» **PASSAGE FOR REVIEW**
※

University on defense after documents show psychiatrist warned of Holmes threat
CENTENNIAL, Colo. New questions confronted the University of Colorado, Denver on Friday amid disclosures that a psychiatrist who treated theater shooting suspect James Holmes had warned campus police a month before the deadly assault that Holmes was dangerous and had homicidal thoughts.
Court documents made public Thursday revealed Dr. Lynne Fenton also told a campus police officer in June that the shooting suspect had threatened and intimidated her.
Fenton's blunt warning came more than a month before the July 20 attack at a movie theater that killed 12 and injured 70. Holmes had been a student in the university's Ph.D. neuroscience program but withdrew about six weeks before the shootings after failing a key examination.
Campus police officer Lynn Whitten told investigators after the shooting that Fenton had contacted her. Whitten said Fenton was following her legal requirement to report threats to authorities, according one of the documents, a search warrant affidavit.
"Dr. Fenton advised that through her contact with James Holmes she was reporting, per her requirement, his danger to the public due to homicidal statements he had made," the affidavit said.
Whitten added that Fenton said she began to receive threatening text messages from Holmes after he stopped seeing her for counseling, the documents said.
It was not clear if Fenton's concerns about Holmes reached other university officials. Whitten told investigators she deactivated Holmes' access card after hearing from Fenton, but the affidavit did not say what other action she took.
Neither Whitten nor Fenton immediately responded to telephone messages Friday.
The university released a statement Friday saying the documents supported its assertions in August that Holmes' access card was deactivated when he quit a doctoral program but that he was not banned from campus.
The statement did not address whether the university took any steps in response to Fenton's warning that he was a threat to the public.
It also didn't directly address the difference between the officer's statement that she deactivated Holmes' access card because of Fenton's concerns and the university's statement that the card was deactivated because Holmes had left the school.

※

» **EXERCISES**
(A) In the article about the psychiatrist's warning, swap "neuroscience" for "physics" and give the text from "Fenton's blunt warning" to "search warrant affidavit.".
(B) For each statement, say yes or no depending on whether it agrees with the article about the psychiatrist's warning, and quote the deciding words. (i) The attack at the movie theater killed 12 people and injured 70. (ii) The university said in its statement that Holmes had been banned from campus. (iii) Fenton told a campus police officer that Holmes had threatened her.
Rely only on the article itself.

» **GIVEN DATA**
※

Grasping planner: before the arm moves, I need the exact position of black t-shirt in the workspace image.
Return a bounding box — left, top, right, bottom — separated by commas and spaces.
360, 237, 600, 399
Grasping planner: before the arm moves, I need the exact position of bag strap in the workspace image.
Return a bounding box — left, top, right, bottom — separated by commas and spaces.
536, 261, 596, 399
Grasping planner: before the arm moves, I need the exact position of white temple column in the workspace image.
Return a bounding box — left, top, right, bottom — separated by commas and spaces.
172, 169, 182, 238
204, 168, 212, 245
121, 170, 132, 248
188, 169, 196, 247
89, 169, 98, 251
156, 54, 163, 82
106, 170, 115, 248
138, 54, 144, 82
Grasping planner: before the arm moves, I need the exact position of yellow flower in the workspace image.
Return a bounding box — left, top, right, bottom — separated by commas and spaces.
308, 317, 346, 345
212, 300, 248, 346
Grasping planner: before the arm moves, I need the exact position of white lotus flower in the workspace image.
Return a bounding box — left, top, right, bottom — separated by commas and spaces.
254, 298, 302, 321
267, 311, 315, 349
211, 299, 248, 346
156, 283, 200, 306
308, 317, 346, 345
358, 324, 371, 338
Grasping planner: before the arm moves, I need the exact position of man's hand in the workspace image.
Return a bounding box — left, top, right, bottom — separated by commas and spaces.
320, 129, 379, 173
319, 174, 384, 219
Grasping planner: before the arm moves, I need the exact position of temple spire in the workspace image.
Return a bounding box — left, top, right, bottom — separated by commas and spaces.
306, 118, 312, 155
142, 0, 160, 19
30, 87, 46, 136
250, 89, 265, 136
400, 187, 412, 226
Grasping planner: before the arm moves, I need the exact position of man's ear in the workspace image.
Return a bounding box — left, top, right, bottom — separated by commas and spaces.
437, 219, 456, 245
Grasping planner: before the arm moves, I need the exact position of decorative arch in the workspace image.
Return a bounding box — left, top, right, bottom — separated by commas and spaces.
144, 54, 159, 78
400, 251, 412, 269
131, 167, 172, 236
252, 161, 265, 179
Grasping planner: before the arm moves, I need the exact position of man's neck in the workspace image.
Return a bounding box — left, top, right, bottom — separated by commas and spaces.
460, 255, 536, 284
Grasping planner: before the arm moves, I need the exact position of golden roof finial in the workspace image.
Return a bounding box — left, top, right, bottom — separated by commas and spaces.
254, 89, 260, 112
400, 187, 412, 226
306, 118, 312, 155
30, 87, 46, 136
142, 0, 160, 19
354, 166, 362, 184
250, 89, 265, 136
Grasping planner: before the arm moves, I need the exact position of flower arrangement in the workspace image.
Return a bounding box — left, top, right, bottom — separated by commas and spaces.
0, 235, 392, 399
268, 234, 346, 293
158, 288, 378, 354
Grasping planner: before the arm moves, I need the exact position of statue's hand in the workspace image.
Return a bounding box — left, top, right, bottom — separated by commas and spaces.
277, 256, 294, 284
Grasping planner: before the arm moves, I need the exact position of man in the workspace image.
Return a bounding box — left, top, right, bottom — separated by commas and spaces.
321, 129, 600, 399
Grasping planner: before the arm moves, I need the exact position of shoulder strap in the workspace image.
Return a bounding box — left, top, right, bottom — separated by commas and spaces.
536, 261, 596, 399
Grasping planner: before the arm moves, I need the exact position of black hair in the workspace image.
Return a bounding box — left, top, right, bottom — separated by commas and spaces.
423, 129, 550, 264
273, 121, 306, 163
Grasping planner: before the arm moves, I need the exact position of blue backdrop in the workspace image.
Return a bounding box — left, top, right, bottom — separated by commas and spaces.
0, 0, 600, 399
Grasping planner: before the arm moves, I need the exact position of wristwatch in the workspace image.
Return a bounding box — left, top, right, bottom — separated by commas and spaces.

※

» **RESPONSES TO THE TASKS**
(A)
Fenton's blunt warning came more than a month before the July 20 attack at a movie theater that killed 12 and injured 70. Holmes had been a student in the university's Ph.D. physics program but withdrew about six weeks before the shootings after failing a key examination.
Campus police officer Lynn Whitten told investigators after the shooting that Fenton had contacted her. Whitten said Fenton was following her legal requirement to report threats to authorities, according one of the documents, a search warrant affidavit.

(B)
(i) Yes: "killed 12 and injured 70"
(ii) No: "but that he was not banned from campus"
(iii) Yes: "the shooting suspect had threatened and intimidated her"